### Data for this exercise
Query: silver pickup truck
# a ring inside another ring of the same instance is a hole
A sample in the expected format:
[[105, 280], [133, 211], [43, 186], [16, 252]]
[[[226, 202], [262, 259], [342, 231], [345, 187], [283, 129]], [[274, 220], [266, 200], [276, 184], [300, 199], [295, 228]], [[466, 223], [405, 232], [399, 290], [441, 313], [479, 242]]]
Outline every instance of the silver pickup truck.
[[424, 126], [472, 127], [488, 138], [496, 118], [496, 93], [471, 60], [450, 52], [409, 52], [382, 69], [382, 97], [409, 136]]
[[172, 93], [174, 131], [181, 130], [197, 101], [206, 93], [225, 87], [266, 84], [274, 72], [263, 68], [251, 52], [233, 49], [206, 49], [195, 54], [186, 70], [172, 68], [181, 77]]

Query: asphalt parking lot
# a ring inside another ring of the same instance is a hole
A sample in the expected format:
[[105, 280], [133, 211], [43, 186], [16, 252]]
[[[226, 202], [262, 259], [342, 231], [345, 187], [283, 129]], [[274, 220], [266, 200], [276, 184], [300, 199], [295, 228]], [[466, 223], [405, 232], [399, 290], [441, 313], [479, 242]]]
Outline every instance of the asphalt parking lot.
######
### Data for this exercise
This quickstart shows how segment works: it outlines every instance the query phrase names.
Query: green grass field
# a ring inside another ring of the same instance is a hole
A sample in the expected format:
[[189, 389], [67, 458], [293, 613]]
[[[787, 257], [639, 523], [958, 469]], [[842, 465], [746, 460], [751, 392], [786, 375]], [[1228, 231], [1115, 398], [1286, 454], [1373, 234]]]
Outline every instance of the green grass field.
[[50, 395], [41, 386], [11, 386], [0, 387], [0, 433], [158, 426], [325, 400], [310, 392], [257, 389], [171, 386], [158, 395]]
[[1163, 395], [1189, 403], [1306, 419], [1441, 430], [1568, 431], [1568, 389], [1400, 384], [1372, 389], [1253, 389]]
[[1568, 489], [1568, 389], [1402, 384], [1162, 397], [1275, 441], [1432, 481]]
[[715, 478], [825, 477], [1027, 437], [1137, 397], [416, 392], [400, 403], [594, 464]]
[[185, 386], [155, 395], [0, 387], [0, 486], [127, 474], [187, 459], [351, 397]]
######
Direction: Rewrite the rows between the lines holding "Query: silver pickup truck" and "68], [181, 77]]", inclusive, in full. Scale every coordinate in the answer outlines by 2.5 and round to whole numbers with halves going up, but leave the numbers in the requests and their format samples unchanged.

Response:
Query: silver pickup truck
# a ring inside another ring of the same instance is a hole
A sample in the expected format:
[[105, 280], [133, 211], [43, 186], [16, 252]]
[[[226, 202], [262, 259], [342, 231], [345, 187], [283, 129]], [[274, 220], [266, 200], [276, 184], [300, 199], [295, 228]], [[466, 223], [405, 232], [399, 290], [441, 313], [479, 242]]]
Outline every instance of the silver pickup truck.
[[1060, 315], [1180, 318], [1220, 345], [1240, 295], [1240, 233], [1178, 150], [1125, 130], [1023, 130], [955, 173], [955, 243], [1023, 340]]
[[430, 233], [435, 328], [453, 325], [493, 253], [515, 233], [563, 218], [665, 210], [685, 180], [658, 170], [628, 130], [583, 123], [515, 123], [488, 135], [465, 175], [430, 170], [453, 193]]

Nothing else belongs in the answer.